- **課題の詳細**: 下にある国仲勝男『暖流』の記事から、「国仲勝男:暖流(1979)」から「(ds)、古沢良治朗(ds)」までの部分を一字も変えずに書き写すこと。

K’s Jazz Days

K’s Jazz Days

ジャズを中心とした音楽と本の備忘録

国仲勝男:暖流

国仲勝男:暖流(1979)
1. アンブレラ・ダン
2. グッドバイ・ポーク・パイ・ハット
3. バグス・グルーヴ
4. ウガンジョ(聖域)
5. カプランガ
6. ナーナ・(石垣島平野)|カウンター・クロックワイズ・トリップ
山下洋輔(p)、佐山雅弘(p)、国仲勝男(b)、坂田明(as)、武田和命(ts),   
清水靖晃(ts)、向井滋春(tb)、粉川忠載(tb)、小山彰太(ds)、古沢良治朗(ds)

- **提供項目**:
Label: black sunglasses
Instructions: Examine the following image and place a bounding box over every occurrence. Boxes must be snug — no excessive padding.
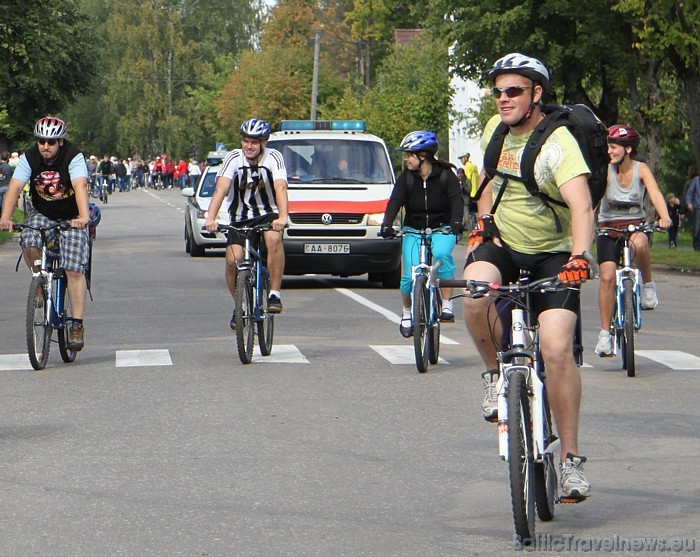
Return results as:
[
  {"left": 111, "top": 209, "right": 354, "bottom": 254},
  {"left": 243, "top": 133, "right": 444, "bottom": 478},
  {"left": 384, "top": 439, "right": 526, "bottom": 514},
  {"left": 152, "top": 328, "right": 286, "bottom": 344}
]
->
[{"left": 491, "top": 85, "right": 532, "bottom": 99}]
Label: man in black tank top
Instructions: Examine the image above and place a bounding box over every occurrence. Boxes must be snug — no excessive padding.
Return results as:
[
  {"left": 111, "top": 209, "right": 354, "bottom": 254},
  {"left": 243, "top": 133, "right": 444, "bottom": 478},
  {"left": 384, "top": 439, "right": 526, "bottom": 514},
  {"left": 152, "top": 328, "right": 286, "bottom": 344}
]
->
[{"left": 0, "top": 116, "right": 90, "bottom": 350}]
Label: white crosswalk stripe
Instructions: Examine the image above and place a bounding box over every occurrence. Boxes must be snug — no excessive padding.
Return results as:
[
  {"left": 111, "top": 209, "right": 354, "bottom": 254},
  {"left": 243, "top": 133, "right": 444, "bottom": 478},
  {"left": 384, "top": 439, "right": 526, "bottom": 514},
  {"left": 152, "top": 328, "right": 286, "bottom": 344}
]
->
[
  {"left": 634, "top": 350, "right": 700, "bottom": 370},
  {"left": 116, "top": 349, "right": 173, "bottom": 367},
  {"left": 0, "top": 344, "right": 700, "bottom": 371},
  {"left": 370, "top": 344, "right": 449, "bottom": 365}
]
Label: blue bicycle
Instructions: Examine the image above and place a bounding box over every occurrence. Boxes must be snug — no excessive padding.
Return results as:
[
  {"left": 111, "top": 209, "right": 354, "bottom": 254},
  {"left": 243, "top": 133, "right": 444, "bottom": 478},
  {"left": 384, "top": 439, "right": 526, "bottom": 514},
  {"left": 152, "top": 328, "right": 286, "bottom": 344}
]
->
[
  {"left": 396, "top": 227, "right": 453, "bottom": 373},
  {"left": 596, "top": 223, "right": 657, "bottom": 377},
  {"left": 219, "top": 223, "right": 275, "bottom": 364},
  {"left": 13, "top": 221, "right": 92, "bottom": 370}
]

...

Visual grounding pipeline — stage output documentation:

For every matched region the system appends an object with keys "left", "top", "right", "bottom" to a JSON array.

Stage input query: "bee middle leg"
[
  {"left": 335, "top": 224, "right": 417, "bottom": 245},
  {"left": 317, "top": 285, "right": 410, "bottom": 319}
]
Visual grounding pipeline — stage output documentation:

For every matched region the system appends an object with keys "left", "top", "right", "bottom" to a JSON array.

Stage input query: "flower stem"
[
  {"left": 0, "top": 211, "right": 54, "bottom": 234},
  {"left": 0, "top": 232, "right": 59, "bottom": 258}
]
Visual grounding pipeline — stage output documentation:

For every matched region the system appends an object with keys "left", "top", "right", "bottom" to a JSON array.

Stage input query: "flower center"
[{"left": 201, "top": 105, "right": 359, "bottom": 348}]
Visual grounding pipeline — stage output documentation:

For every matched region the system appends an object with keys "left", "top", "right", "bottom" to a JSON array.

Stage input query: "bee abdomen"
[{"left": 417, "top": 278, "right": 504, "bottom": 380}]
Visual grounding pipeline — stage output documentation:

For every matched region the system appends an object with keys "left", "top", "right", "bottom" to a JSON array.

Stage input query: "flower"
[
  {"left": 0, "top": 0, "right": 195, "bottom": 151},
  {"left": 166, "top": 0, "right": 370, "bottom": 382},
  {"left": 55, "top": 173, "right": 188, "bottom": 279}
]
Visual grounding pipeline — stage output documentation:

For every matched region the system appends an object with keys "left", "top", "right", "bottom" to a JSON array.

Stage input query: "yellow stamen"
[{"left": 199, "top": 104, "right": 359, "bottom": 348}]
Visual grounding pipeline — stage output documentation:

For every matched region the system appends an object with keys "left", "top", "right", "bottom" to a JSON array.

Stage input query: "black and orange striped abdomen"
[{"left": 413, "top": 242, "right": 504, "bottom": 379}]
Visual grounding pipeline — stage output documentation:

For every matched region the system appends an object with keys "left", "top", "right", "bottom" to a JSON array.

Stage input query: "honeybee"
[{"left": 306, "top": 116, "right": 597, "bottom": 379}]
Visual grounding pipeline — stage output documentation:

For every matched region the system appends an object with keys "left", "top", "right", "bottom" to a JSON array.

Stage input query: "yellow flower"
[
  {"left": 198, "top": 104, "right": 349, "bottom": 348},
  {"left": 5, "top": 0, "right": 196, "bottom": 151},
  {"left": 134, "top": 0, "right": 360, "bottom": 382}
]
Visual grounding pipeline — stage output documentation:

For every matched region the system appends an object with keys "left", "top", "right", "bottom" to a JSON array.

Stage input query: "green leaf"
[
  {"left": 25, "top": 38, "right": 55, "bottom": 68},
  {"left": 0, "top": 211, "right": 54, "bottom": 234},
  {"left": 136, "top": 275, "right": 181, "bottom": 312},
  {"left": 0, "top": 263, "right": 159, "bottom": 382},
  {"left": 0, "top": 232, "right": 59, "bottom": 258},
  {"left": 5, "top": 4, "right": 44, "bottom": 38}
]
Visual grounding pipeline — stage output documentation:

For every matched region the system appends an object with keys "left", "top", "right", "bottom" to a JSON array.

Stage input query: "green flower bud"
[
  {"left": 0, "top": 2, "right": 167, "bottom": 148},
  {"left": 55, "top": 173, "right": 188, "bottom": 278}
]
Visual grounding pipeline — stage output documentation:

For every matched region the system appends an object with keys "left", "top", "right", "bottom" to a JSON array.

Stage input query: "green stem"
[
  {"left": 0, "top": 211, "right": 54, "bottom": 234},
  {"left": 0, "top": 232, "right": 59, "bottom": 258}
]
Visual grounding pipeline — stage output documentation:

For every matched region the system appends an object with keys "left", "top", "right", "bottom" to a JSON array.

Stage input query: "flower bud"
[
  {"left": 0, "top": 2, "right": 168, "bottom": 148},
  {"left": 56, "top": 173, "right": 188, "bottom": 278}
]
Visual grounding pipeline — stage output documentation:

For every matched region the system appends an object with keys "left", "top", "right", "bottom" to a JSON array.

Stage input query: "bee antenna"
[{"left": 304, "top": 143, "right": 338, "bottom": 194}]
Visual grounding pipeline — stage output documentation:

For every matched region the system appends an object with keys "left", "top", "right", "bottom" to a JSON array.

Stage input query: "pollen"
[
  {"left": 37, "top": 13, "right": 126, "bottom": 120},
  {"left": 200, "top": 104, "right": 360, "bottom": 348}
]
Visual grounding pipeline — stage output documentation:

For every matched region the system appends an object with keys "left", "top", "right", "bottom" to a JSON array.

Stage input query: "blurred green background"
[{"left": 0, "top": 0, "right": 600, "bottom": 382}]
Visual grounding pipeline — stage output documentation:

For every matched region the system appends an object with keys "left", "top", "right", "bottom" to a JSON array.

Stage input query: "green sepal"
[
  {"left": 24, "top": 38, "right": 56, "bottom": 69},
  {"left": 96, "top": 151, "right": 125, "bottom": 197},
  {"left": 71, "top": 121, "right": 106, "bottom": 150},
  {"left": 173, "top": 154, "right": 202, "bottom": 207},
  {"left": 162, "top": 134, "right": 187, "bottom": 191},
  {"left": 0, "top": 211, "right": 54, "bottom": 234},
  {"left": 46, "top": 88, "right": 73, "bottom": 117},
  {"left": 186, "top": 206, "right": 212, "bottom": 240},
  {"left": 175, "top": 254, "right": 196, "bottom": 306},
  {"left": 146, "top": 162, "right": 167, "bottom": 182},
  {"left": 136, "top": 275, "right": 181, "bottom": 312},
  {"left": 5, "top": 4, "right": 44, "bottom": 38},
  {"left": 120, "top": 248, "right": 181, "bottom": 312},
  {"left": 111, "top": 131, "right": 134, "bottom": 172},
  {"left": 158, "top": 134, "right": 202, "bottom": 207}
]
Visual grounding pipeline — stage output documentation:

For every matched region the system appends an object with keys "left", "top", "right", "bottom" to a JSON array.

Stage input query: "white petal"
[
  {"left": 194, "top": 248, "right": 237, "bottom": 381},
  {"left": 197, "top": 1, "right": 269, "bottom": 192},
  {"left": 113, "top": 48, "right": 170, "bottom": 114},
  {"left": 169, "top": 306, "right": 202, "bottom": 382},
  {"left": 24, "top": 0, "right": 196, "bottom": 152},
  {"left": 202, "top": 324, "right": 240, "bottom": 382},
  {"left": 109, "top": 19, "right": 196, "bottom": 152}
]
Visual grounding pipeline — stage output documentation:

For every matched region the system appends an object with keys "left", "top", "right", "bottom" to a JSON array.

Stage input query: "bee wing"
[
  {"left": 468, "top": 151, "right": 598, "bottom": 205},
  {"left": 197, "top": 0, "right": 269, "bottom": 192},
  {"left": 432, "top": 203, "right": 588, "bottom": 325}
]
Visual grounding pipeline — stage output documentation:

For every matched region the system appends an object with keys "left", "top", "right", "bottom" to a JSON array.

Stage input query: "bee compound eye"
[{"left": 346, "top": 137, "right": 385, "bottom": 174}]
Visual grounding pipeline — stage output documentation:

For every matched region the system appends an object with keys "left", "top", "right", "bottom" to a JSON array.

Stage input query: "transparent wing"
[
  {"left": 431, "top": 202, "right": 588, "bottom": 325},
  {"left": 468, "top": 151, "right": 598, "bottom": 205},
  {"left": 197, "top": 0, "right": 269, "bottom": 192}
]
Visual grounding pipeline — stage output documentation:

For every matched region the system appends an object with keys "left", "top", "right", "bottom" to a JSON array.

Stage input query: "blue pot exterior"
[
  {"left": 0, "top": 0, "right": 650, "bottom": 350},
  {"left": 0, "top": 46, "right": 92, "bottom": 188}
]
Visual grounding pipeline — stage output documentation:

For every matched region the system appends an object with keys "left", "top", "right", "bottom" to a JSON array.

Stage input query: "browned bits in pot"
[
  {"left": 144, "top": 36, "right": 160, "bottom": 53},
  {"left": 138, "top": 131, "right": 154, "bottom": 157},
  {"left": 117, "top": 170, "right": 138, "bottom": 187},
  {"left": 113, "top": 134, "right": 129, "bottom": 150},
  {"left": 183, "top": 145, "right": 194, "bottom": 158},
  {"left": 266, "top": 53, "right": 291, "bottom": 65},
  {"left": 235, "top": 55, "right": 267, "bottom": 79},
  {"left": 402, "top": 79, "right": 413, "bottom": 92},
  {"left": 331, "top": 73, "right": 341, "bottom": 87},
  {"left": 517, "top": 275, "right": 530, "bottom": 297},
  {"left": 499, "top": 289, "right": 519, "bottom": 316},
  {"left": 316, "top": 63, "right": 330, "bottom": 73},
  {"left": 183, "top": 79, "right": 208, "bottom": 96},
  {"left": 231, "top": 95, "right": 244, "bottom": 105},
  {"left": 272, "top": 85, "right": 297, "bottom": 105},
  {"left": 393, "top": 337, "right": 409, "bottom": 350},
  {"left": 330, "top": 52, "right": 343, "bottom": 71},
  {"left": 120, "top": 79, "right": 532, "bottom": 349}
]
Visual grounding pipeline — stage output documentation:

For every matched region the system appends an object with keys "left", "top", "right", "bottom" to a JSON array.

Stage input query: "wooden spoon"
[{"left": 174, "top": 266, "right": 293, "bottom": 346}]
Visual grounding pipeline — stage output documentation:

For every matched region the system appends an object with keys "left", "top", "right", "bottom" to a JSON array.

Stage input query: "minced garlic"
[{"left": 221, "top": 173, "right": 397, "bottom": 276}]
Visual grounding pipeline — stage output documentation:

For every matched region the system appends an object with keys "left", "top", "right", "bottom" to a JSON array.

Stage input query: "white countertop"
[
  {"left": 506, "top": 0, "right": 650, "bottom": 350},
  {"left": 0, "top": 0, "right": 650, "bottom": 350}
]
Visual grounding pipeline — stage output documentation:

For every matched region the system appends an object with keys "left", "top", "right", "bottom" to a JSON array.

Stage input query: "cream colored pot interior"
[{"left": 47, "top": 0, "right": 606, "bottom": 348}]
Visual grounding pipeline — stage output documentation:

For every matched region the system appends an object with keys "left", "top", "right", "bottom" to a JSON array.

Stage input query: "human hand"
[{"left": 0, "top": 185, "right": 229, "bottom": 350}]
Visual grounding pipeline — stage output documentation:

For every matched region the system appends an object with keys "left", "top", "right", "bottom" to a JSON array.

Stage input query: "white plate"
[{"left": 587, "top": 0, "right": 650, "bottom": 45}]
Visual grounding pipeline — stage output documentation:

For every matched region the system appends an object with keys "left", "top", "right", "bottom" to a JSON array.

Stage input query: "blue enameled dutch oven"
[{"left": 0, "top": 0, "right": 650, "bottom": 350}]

* * *

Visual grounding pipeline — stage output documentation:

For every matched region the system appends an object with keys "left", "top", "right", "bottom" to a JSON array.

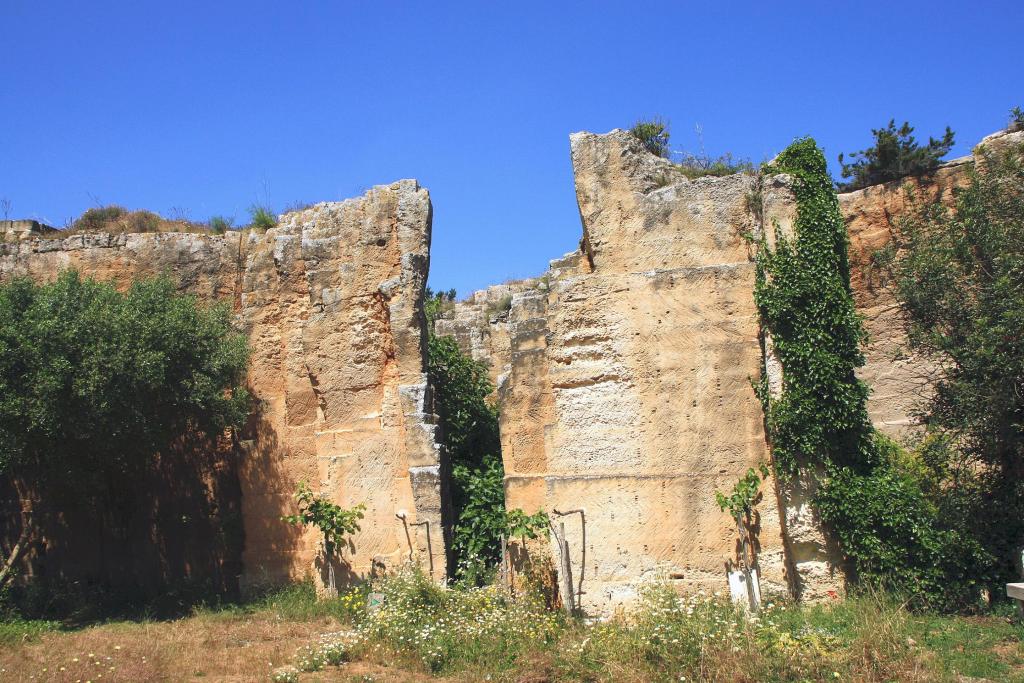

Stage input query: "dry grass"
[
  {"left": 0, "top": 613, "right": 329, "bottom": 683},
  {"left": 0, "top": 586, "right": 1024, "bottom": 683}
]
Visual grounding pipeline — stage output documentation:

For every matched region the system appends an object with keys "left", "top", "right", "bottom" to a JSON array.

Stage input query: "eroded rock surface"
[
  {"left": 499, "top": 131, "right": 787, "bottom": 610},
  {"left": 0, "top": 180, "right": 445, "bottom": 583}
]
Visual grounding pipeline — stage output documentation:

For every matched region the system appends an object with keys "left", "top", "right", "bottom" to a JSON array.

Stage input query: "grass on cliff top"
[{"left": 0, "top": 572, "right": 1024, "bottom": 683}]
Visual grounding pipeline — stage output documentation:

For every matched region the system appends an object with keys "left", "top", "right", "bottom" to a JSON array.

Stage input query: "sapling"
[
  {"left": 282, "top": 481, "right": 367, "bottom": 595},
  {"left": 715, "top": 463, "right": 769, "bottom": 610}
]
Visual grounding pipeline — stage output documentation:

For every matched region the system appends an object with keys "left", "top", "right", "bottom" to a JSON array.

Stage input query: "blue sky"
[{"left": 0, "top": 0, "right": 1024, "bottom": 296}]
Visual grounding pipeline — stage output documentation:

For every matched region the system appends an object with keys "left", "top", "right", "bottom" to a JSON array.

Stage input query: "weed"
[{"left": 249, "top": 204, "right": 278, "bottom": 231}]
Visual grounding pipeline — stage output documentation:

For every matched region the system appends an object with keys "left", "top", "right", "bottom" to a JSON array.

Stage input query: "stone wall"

- **解答**:
国仲勝男:暖流(1979)
1. アンブレラ・ダン
2. グッドバイ・ポーク・パイ・ハット
3. バグス・グルーヴ
4. ウガンジョ(聖域)
5. カプランガ
6. ナーナ・(石垣島平野)|カウンター・クロックワイズ・トリップ
山下洋輔(p)、佐山雅弘(p)、国仲勝男(b)、坂田明(as)、武田和命(ts),   
清水靖晃(ts)、向井滋春(tb)、粉川忠載(tb)、小山彰太(ds)、古沢良治朗(ds)